**Work to complete**
**1.** Using the Add Health text, decide whether each statement below agrees with it. Answer yes or no for each, and quote the words of the text that decide it.
(a) The response rate among school administrators was 98.5%.
(b) When age is calculated, the first of the month is used as the day of birth.
(c) The first wave of participation is considered the most correct.
**2.** Extend the Add Health text, picking up right after its last sentence.
--- Start Given text ---
15,356 of the Wave I in-home respondents also have in-school data.
What was the response rate for the Wave I school administrator questionnaire?
A total of 132 schools were included in the Add Health Wave I sample. An administrator from each school was asked to complete a questionnaire. The response rate among administrators was 98.5%.
What was the response rate for the Wave I parent questionnaire?
The parent questionnaire response rate was 85.4% for the child-specific data.
What is the best way to compute age in the Add Health Wave I in-home data?
To compute a Wave I age variable with the Wave I data, use the following variables and formula:
IMONTH - Month interview completed
IDAY - Day interview completed
IYEAR - Year interview completed
H1GI1M - What is your birth date? month [and year]
H1GI1Y - What is your birth date? [month and] year
The respondent's age is constructed using the interview completion date and date of birth variables. Because only the month and year of birth are available, 15 is used as the day of birth when calculating age. Consult the Introduction to the Adolescent In-Home Codebook to be sure to take into account the respondents whose birth date and/or interview date is incorrect. Additionally, a few birth dates were corrected during the four waves of data collection so the Wave I date of birth should be compared to the last wave of data for the respondent. The last wave of participation is considered the most correct.
SAS programming code that can be used to construct a Wave I AGE variable using Wave I variables is provided below.
idate=mdy(imonth,iday,iyear); bdate=mdy(h1gi1m,15,h1gi1y); age=int((idate-bdate) / 365.25);
The code to construct Wave I age in Stata is below.
recode h1gilm (96=.), gen (w1bmonth) recode h1gi1y (96=.), gen (w1byear) gen w1bdate = mdy(w1bmonth, 15,1900+w1byear) format w1bdate %d gen w1idate=mdy(imonth, iday,1900+iyear) format w1idate %d gen w1age=int((w1idate-w1bdate)/365.25)
This information is provided by the Add Health team as a service to the Add Health research community. It is provided "as is" with no guarantees as to suitability for a particular purpose.
What does the Wave I variable COMMID represent?
--- End Given text ---
--- Start Rows ---
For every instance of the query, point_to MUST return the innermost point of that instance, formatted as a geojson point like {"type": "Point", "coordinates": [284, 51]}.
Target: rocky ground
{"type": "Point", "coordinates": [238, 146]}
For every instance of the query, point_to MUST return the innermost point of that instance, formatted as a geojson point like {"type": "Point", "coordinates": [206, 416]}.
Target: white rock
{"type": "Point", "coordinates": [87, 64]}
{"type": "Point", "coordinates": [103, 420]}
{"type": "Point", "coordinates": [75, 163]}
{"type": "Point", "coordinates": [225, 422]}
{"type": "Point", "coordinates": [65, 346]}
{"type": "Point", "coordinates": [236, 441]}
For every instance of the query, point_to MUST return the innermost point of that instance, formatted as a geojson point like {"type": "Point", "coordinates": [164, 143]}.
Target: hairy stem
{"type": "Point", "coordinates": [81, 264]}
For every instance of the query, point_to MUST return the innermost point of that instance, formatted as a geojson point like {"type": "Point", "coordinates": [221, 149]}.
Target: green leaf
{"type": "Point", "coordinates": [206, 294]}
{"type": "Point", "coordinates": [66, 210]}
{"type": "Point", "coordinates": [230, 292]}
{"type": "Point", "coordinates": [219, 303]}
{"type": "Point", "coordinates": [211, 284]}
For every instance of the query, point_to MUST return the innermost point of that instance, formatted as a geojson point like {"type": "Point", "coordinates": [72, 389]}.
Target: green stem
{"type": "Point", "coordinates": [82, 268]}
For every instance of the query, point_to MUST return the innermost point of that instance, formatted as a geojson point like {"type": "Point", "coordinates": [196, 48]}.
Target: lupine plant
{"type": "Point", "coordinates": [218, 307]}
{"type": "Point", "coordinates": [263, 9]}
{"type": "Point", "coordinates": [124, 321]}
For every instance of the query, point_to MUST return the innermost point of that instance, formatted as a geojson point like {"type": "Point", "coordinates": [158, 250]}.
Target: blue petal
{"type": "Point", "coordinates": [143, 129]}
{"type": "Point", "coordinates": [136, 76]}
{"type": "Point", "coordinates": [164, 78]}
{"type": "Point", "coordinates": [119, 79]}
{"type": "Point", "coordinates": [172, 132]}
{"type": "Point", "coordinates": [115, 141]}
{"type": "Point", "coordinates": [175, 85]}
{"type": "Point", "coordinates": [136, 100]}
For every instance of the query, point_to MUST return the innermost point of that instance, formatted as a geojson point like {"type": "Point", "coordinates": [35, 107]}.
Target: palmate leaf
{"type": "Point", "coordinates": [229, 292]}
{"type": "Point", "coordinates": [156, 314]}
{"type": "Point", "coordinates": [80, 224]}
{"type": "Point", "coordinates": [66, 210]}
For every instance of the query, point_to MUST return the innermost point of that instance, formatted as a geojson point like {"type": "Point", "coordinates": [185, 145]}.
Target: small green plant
--- End Rows ---
**Results**
**1.**
(a) Yes: "The response rate among administrators was 98.5%."
(b) No: "15 is used as the day of birth when calculating age."
(c) No: "The last wave of participation is considered the most correct."

**2.**
The COMMID variable groups together the respondents who attend the high school and feeder school that make up the 7 - 12 grade span for the strata.
Why are there 1,821 respondents without a Grand Sample Weight at Wave I?
The following Wave I cases could not be weighted:
1. cases added in the field
2. cases selected as a pair (twins, half-sibs) where both were not interviewed
3. cases without a sample flag
4. respondents from schools outside of the 80 strata
WAVE II
What was the response rate for the Wave II school administrator questionnaire?
A total of 132 schools were included in the Add Health Wave II sample. An administrator from each school was asked to complete a questionnaire. The response rate among administrators was 87.0%.
How do I code gender changes between Wave I and Wave II?
When there is a discrepancy between the Wave I and Wave II gender of a respondent, use the Wave II gender. The restricted-use data include 23 cases in which the Wave I variable BIO_SEX and the Wave II variable BIO_SEX2do not match. The Wave II data have been confirmed as correct. Wave II includes 7 cases in which the variable SEXFLG2 equals 1. This indicates that the incorrect gender was used to control the questionnaire skips during the interview. The variable BIO_SEX2 was corrected, but answers to questions based on gender will be incorrect.
WAVE III
Where can I find the monograph about biomarkers collected in Wave III?
"Biomarkers in Wave III of the Add Health Study" is available in pdf format. The monograph outlines relevant procedures, design, and sampling schemes used in the collection of biomarker data, and serves as a user guide for analysis and interpretation.
How can I obtain a copy of the first release of the Education Data?
The restricted-use Education Data, collected by the Adolescent Health and Academic Achievement Study, are available through the Add Health contract. For users who already have a contract, email Tannaz Sabet at ICPSR to request an order form for the Education Data. A copy of the public-use version of the file can be downloaded from the ICPSR website.
When there are gender discrepancies between Wave I and Wave III, how do I know which one is correct?
There are 20 cases in which Wave III gender (BIO_SEX3) does not match the Wave I gender (BIO_SEX). At Wave III, the preloaded gender variable came from the last wave of available data. Eighteen of these inconsistent cases match the Wave II gender (BIO_SEX2) and were confirmed at Wave III as being correct. Of the remaining two inconsistent cases:
In one case the Wave III gender, female, was confirmed by the Add Health security manager as being correct.
In the last case, both the Wave I and Wave II gender are listed as male, which is correct. For this case only, the Wave III gender is incorrect.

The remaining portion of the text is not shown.